* **Seite**
┄┄┄┄┄┄┄┄┄┄┄┄┄┄┄┄┄┄┄┄

02. April 2007

Die Mafia medial verklärtes Phänomen Die Mafia medial verklärtes Phänomen

Dissertation ging dem Mythos Mafia auf die Spur

Um die sizilianische Mafia ranken sich viele Mythen: Die Einen halten sie für eine verschworene Geheimgesellschaft prinzipientreuer Ehrenmänner, die anderen für aalglatte Bösewichte im Anzug mit Goldkettchen oder ganz nüchtern für einen kriminellen Wirtschaftszweig mit Milliardenumsätzen. Gudrun Dietz ging in ihrer Dissertation an der Universität Bonn der Frage nach, wie Literatur und Film zur Mythisierung der Mafia beitragen. Geleitet wurde sie dabei durch eigene Erfahrungen, die sie in einem einjährigen Aufenthalt in Italien machte.

Die Dissertation, die von Prof. Dr Paul Geyer betreut wurde, konzentrierte sich auf die Analyse von jeweils vier Büchern und Filmen unterschiedlicher Genres und Blickwinkel. Ein Kernpunkt in der Mythisierung der Mafia: Ihre scheinbare Allmächtigkeit. Wie stellt sich ein Mythos der Mafia in ihnen dar, wie wird er umgesetzt? In Giuseppe Favas "Ehrenwerte Leute" basiert der Mythos der Allmacht insbesondere auf der "Mauer des Schweigens", der omertà, die die Mafia so geheimnisvoll wie gefährlich werden lässt. Leonardo Sciascia zeichnet in seinem Roman "Der Tag der Eule" gar ein fatalistisch-allmächtiges Bild der Mafia.

┄┄┄┄┄┄┄┄┄┄┄┄┄┄┄┄┄┄┄┄

* **Bereitgestellte Daten**
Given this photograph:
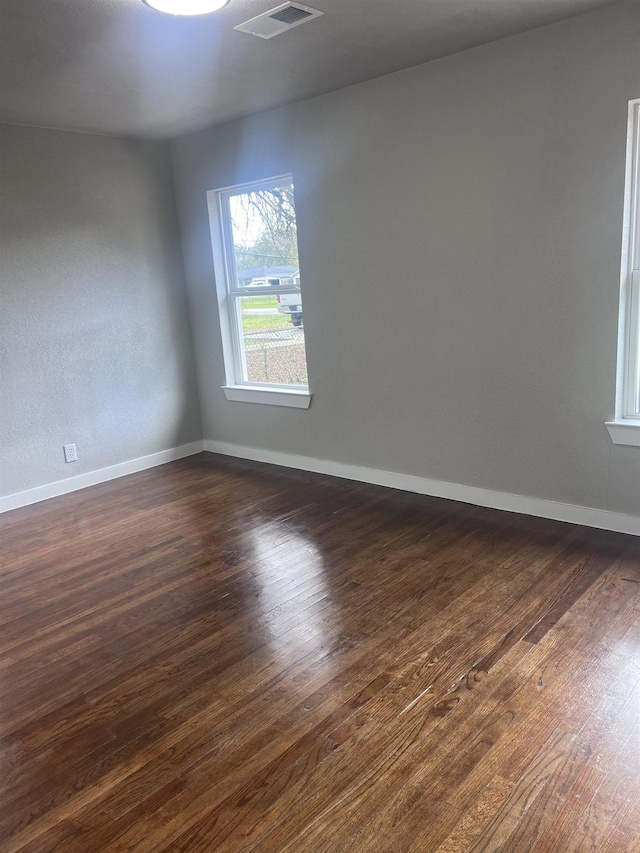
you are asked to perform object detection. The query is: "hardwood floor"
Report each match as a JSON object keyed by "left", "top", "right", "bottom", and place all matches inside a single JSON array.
[{"left": 0, "top": 454, "right": 640, "bottom": 853}]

┄┄┄┄┄┄┄┄┄┄┄┄┄┄┄┄┄┄┄┄

* **Schriftliche Aufgaben**
**1.** Wie lautet der Satz „Geleitet wurde sie dabei durch eigene Erfahrungen, die sie in einem einjährigen Aufenthalt in Italien machte.“ aus dem Text über die Mafia auf Englisch?
**2.** Beantworte folgende Fragen zum Text über die Mafia:
(a) An welcher Universität schrieb Gudrun Dietz ihre Dissertation?
(b) Wer betreute die Dissertation?
(c) Worauf basiert in Giuseppe Favas „Ehrenwerte Leute“ der Mythos der Allmacht insbesondere?
**3.** Wie könnte der Text über die Mafia nach dem Satz „Leonardo Sciascia zeichnet in seinem Roman "Der Tag der Eule" gar ein fatalistisch-allmächtiges Bild der Mafia.“ weitergehen? Schreibe ihn fort.
Die Auflistung ist eigenständiges Material und gehört nicht zum Text über die Mafia.

* **Lösungen**
**1.** She was guided in this by her own experiences, which she gained during a one-year stay in Italy.

**2.**
(a) An der Universität Bonn.
(b) Prof. Dr Paul Geyer.
(c) Auf der „Mauer des Schweigens“, der omertà.

**3.**
 

Der Pate als "Held und Beschützer"

 

 

Eine ganz anders gefärbte Vorstellung entwirft der oscarprämierte Film "Der Pate" von Francis Coppola: Insbesondere der erste Teil der Trilogie zeigt den Mafioso als fürsorglichen Familienvater " Held und Beschützer seines Clans, romantisiert, idealisiert. "Der Film veränderte die Wahrnehmung der Mafia in der Gesellschaft völlig. Don Corleone wurde zum Inbegriff des "Ehrenmannes" schlechthin", sagt Gudrun Dietz. Dass gerade dieser Mythos sich so breit durchsetzen konnte, überrascht sie wenig: "Im Prinzip bedient "Der Pate I" die Sehnsucht seines Publikums, an der funktionierenden Familieneinheit der Corleones sowie der Macht und Autorität des "Paten" teilzuhaben. Die romantisierte Verzerrung des Mafiabildes färbte auch auf viele Mafiosi ab, die versuchten, Don Corleone nachzuahmen."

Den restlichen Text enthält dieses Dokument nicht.